● PROBLEM STATEMENT
Return each line of the data that follows exactly as it reads.

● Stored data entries

══════════════════════════════

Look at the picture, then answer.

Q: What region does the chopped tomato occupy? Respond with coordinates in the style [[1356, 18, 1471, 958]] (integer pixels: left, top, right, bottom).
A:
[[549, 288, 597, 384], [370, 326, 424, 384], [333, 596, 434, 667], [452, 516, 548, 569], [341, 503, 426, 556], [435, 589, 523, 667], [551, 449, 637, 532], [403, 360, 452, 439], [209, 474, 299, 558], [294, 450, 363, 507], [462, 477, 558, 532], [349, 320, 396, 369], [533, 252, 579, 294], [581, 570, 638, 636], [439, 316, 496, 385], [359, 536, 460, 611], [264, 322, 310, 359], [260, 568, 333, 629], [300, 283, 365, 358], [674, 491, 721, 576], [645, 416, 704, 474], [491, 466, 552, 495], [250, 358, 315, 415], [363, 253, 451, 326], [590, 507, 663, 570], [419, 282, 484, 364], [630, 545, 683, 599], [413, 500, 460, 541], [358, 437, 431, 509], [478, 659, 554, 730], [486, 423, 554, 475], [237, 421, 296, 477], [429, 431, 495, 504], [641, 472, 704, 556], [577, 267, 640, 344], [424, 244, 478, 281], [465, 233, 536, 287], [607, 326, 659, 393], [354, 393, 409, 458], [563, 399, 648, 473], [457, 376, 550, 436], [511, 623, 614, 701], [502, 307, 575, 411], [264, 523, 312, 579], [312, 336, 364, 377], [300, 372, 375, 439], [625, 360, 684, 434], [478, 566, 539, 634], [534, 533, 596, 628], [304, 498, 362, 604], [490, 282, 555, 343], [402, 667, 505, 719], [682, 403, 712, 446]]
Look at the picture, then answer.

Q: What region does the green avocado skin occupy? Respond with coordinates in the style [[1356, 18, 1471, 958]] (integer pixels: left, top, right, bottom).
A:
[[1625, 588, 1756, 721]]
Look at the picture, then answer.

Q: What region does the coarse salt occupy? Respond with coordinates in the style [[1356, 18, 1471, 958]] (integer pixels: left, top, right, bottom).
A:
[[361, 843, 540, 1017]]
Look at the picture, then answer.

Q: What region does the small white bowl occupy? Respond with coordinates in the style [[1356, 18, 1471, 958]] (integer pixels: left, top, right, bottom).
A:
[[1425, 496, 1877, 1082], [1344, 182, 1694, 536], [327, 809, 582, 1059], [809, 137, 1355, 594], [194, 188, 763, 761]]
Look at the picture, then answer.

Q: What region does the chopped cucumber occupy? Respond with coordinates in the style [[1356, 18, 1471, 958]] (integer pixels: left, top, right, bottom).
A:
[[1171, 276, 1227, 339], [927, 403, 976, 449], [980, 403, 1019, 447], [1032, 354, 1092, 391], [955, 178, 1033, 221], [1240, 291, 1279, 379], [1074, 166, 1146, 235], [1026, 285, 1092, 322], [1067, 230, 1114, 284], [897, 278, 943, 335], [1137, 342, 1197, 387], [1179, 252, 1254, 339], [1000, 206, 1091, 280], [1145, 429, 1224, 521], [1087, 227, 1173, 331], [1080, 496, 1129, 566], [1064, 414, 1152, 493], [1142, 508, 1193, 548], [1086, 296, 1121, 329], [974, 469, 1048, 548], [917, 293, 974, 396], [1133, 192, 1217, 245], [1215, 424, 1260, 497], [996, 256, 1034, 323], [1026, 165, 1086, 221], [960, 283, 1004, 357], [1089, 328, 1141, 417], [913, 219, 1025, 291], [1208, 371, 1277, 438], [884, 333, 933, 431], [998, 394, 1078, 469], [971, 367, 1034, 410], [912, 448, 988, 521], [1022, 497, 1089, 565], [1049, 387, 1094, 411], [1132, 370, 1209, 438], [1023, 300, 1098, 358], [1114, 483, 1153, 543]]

══════════════════════════════

● ANSWER TO THE PROBLEM
Look at the picture, then answer.

Q: What region does the chopped tomato occupy? Respond with coordinates in the style [[1356, 18, 1471, 958]] (integer pixels: left, top, right, bottom).
A:
[[549, 288, 597, 384], [370, 326, 424, 384], [333, 596, 434, 667], [452, 516, 548, 569], [341, 503, 426, 556], [435, 589, 523, 667], [551, 449, 637, 532], [403, 360, 452, 439], [209, 474, 299, 558], [294, 450, 363, 507], [462, 477, 558, 532], [349, 320, 396, 369], [533, 252, 579, 294], [581, 570, 638, 636], [439, 316, 496, 385], [359, 536, 460, 611], [264, 322, 310, 359], [260, 568, 333, 629], [300, 283, 365, 358], [674, 491, 721, 576], [645, 416, 704, 474], [491, 466, 552, 495], [250, 358, 315, 415], [363, 253, 451, 326], [590, 507, 663, 570], [419, 282, 484, 364], [630, 545, 683, 599], [413, 500, 460, 541], [358, 437, 431, 509], [478, 659, 554, 730], [486, 423, 554, 475], [237, 421, 296, 477], [429, 431, 495, 504], [641, 472, 704, 556], [577, 267, 640, 344], [424, 244, 478, 281], [465, 233, 536, 287], [607, 326, 659, 393], [354, 393, 409, 458], [563, 399, 648, 473], [457, 376, 550, 436], [511, 623, 614, 701], [502, 307, 575, 411], [264, 523, 312, 579], [312, 336, 364, 377], [300, 372, 375, 439], [625, 360, 684, 434], [478, 566, 539, 634], [534, 533, 596, 628], [304, 498, 362, 604], [490, 282, 555, 343], [402, 667, 505, 719], [682, 403, 712, 446]]
Look at the picture, then answer.

Q: What region does the green avocado skin occupy? Respond with coordinates in the style [[1356, 18, 1471, 958]] (integer pixels: left, top, right, bottom).
A:
[[1625, 588, 1756, 721]]
Look at the picture, then answer.

Q: What region does the coarse salt occupy? Respond with coordinates in the style [[1356, 18, 1471, 958]] (integer pixels: left, top, right, bottom).
A:
[[361, 843, 540, 1017]]
Look at the picture, then answer.

Q: What region does the small white bowl occupy? Respond with coordinates in the style [[1356, 18, 1471, 958]] (integer pixels: left, top, right, bottom).
A:
[[1425, 496, 1877, 1082], [1344, 182, 1694, 536], [327, 809, 582, 1059], [809, 137, 1355, 594], [194, 188, 763, 761]]
Look at the picture, then answer.

Q: What region does the chopped cucumber occupy? Respond with coordinates in the style [[1356, 18, 1471, 958]] (integer pixels: left, top, right, bottom).
A:
[[1171, 276, 1227, 339], [927, 403, 976, 449], [980, 403, 1019, 447], [1032, 354, 1092, 391], [955, 178, 1033, 221], [1240, 291, 1279, 379], [1074, 166, 1146, 235], [1026, 285, 1092, 322], [1067, 230, 1114, 284], [897, 278, 943, 335], [1137, 342, 1197, 387], [1179, 252, 1254, 339], [1000, 206, 1091, 280], [1145, 429, 1224, 521], [1087, 227, 1173, 331], [1080, 496, 1129, 566], [1064, 414, 1152, 493], [1142, 508, 1193, 548], [1086, 296, 1121, 329], [974, 469, 1048, 548], [917, 293, 974, 396], [1133, 192, 1217, 245], [1215, 424, 1260, 497], [996, 256, 1034, 323], [1026, 165, 1086, 221], [960, 283, 1004, 357], [1089, 328, 1141, 417], [913, 219, 1025, 291], [1208, 371, 1277, 438], [884, 333, 933, 431], [998, 394, 1078, 469], [971, 367, 1034, 410], [912, 448, 988, 521], [1022, 497, 1089, 565], [1049, 387, 1094, 411], [1132, 370, 1209, 438], [1023, 300, 1098, 358], [1114, 483, 1153, 543]]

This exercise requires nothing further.